= Given instruction =
Reproduce the material below verbatim, starting at the line with "Where can the person pulling" and continuing through the end of the material.

##### Extracted records

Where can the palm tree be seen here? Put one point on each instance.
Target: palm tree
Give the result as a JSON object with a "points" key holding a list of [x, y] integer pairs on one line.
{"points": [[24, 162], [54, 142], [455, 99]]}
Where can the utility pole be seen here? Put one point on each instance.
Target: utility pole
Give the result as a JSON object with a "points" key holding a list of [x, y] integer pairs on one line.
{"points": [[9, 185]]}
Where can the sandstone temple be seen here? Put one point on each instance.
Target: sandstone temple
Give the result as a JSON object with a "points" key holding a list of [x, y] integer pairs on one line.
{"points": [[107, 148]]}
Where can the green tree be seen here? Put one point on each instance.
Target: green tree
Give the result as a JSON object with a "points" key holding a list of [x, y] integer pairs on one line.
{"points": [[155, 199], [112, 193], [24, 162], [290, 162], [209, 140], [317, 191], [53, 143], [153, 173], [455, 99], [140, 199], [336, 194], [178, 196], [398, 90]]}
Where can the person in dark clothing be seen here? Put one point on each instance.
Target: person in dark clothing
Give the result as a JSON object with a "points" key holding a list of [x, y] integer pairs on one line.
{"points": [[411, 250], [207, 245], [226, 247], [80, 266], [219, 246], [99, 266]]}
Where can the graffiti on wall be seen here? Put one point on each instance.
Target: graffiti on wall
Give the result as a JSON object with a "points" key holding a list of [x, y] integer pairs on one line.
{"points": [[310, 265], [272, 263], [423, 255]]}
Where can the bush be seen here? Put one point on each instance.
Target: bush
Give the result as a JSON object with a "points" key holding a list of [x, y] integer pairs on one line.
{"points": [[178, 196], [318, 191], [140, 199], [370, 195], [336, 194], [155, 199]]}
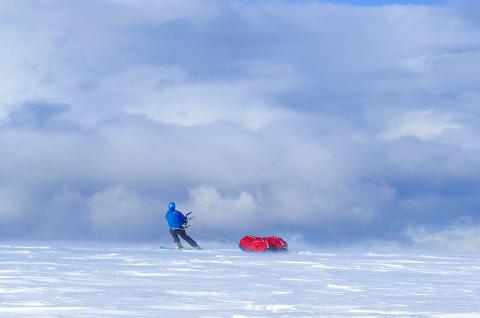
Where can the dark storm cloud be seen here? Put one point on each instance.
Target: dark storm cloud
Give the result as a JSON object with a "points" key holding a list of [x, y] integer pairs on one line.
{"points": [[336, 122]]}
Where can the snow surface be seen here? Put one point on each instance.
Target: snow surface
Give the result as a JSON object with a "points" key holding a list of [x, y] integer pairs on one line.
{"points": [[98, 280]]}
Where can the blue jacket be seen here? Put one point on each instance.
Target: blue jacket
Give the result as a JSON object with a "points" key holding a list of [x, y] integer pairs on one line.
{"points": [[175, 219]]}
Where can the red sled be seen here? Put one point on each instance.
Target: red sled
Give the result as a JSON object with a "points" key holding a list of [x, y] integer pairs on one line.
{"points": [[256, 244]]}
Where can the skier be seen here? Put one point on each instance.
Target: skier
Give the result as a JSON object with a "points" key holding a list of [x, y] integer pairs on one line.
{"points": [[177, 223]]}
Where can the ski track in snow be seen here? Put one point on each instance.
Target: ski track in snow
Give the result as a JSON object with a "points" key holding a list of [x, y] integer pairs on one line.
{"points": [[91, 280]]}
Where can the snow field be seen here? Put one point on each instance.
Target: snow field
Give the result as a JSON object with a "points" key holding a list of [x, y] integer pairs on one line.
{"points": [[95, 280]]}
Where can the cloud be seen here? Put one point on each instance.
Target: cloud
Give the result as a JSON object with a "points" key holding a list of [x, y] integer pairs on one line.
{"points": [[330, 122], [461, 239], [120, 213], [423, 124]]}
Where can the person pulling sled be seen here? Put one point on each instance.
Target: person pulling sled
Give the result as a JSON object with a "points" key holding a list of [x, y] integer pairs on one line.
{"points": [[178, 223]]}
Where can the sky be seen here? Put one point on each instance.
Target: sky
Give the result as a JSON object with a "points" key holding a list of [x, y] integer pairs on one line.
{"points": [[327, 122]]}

##########

= Solution to the exercise =
Where can the person pulling sled be seen here? Put one point on each instance.
Target: person pulling sled
Give the result as a JSON object with a "points" key holding a list of [x, y] integer pairs on one line.
{"points": [[178, 223]]}
Where can the sky be seen here? Put one point on each instance.
Target: sky
Give the result as a JSON object with a "points" key holding a list of [x, y] integer pairs on one line.
{"points": [[327, 122]]}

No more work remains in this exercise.